Exercise task:
Pull out each line of the items below that contains the word "outline". Matching is case-sensitive.

***** Supplied material

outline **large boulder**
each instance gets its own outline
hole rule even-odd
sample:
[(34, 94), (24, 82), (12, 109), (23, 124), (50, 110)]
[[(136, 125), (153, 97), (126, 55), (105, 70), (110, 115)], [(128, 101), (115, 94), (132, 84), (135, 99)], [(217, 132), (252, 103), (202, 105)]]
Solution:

**********

Final answer:
outline **large boulder**
each instance gets its own outline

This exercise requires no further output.